* _The problem_: Reproduce all of the entries below word for word, omitting the pictures from your copy.

* _Task material_:
|---|
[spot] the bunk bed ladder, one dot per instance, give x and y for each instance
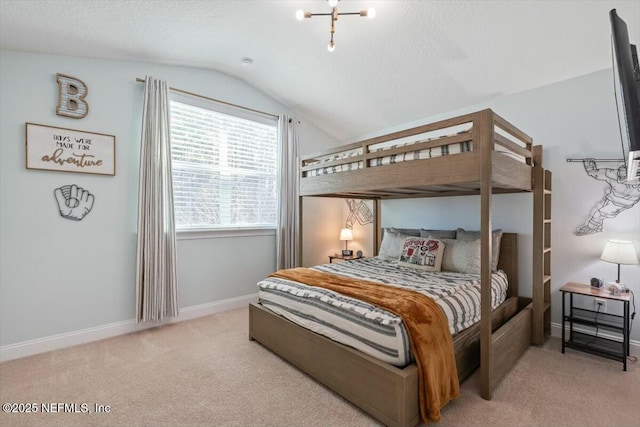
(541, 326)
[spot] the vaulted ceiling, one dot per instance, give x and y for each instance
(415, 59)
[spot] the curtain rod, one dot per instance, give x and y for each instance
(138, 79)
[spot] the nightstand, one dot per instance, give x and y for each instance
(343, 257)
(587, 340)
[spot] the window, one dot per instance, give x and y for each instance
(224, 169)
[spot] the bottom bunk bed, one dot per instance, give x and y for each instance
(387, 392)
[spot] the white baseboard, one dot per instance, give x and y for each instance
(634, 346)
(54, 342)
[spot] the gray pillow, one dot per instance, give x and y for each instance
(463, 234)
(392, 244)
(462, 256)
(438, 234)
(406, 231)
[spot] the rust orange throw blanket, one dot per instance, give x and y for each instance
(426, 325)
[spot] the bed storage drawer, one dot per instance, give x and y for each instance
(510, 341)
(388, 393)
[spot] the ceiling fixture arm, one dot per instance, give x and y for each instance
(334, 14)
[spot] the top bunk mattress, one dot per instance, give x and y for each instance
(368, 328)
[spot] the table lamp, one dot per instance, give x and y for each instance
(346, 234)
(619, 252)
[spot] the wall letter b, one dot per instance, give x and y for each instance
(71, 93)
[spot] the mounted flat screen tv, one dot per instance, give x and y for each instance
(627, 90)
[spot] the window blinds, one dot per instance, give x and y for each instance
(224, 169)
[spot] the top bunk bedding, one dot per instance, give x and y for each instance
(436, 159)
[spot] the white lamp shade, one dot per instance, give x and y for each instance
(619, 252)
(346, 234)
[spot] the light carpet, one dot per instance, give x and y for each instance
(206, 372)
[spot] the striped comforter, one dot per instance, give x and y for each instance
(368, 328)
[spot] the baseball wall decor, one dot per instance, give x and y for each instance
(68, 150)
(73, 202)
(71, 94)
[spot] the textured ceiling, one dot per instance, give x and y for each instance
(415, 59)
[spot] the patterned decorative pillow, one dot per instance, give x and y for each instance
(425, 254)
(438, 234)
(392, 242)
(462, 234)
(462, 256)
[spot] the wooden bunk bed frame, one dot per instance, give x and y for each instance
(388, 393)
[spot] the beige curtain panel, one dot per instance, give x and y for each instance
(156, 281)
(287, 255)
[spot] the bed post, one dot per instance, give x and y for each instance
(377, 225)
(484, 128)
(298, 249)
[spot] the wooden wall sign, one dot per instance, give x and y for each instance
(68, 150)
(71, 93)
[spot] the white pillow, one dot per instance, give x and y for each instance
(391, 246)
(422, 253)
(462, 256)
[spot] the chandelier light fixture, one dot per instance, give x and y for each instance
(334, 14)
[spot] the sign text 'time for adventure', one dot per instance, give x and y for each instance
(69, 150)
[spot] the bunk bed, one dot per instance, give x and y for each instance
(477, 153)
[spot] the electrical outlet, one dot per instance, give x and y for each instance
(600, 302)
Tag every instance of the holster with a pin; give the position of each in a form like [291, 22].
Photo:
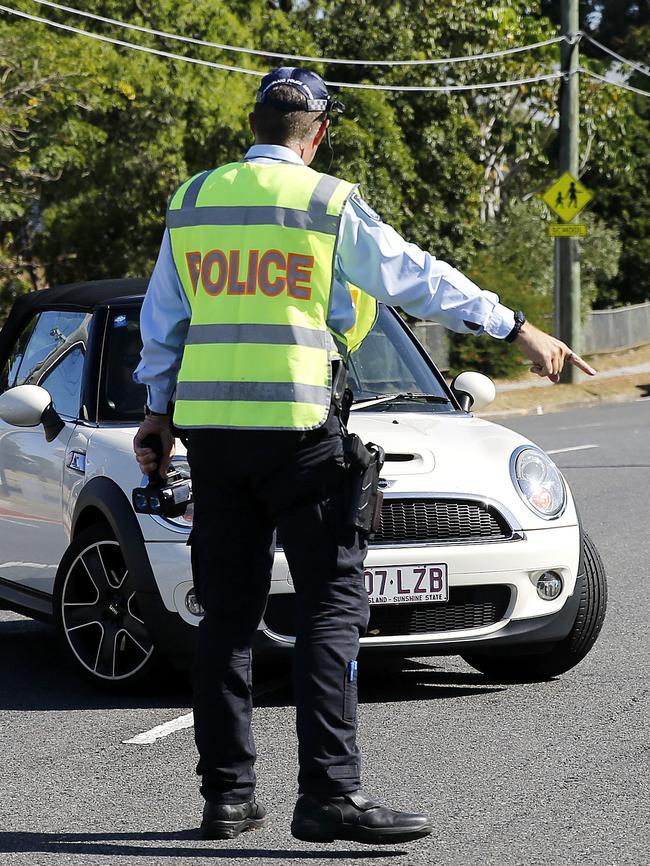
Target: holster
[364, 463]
|---|
* _Solution to this exercise_:
[spot] the bunk bed ladder, one dot per instance, give x and y for each instance
(541, 326)
[spot] the vaulted ceiling, one dot per instance, give x and y for each instance
(415, 59)
[spot] the curtain rod, one dot per instance, give x and y for each instance
(138, 79)
[spot] the nightstand, one dot per instance, give x and y for each instance
(343, 257)
(587, 340)
[spot] the window, one dot per instance, give x and y for each instance
(224, 169)
[spot] the bottom bunk bed, one dot per instance, give x and y for each instance
(387, 392)
[spot] the white baseboard, one dot per instance, give x and y for each instance
(634, 346)
(54, 342)
[spot] the gray pillow, one dot per instance, give x and y for each instance
(463, 234)
(392, 244)
(462, 256)
(438, 234)
(406, 231)
[spot] the rust orange throw blanket, one dot per instance, give x and y for each instance
(426, 325)
[spot] the bed storage drawer, one dot per instance, give x and y for each instance
(510, 341)
(388, 393)
[spot] the ceiling fixture arm, one dot per instance, give x and y for each instance
(334, 14)
[spot] the top bunk mattress, one dot per instance, give x and y for each instance
(368, 328)
[spot] the table lamp, one dot per instance, give x and y for each instance
(346, 234)
(619, 252)
[spot] the wall letter b, one dot per instance, give x and y for each instance
(71, 93)
[spot] the mounted flat screen tv, one dot per instance, give x and y for each instance
(627, 90)
[spot] the window blinds, one dot per instance, give x and y for each instance
(224, 169)
[spot] the top bunk bedding, one dot per instance, give x and y for each instance
(436, 159)
[spot] the white lamp shade, one dot per instance, give x and y for each instance
(619, 252)
(346, 234)
[spot] the light carpet, one dot per instance, give x and y for each instance
(206, 372)
[spot] the striped comforter, one dot per instance, give x and y for each instance
(368, 328)
[spot] the baseball wall decor, one dot per instance, give x and y for each instance
(68, 150)
(73, 202)
(71, 94)
[spot] the textured ceiling, one dot per instance, give x and y for each instance
(415, 59)
[spot] the patterned decorative pillow, one dot per instance, give x and y for each instance
(425, 254)
(438, 234)
(392, 242)
(462, 234)
(462, 256)
[spot] the wooden bunk bed frame, one dot per instance, give x and y for each instance
(388, 393)
[spot] the beige curtain panel, one dot per instance, give x and y for each instance
(156, 281)
(287, 255)
[spot] the bed post, one dot per instance, give x and y for each instance
(377, 225)
(484, 128)
(298, 249)
[spot] the wooden wall sign, one dot per instance, give x and y for each instance
(68, 150)
(71, 93)
[spot] the white pillow, one dot per instance, give x and y for each instance
(391, 246)
(422, 253)
(462, 256)
[spot] the chandelier light fixture, one dot per instance, give x and y for each instance
(334, 14)
[spot] the sign text 'time for adventure', one dot per instance, give x and y for each instance
(69, 150)
[spot] the bunk bed, one dot per instance, give x and y for each instance
(477, 153)
[spot] the electrical outlet, one dot per instance, give x and y for each instance
(600, 302)
Tag every instance of the holster with a pin; give the position of each in a form like [291, 22].
Photo:
Target: holster
[364, 463]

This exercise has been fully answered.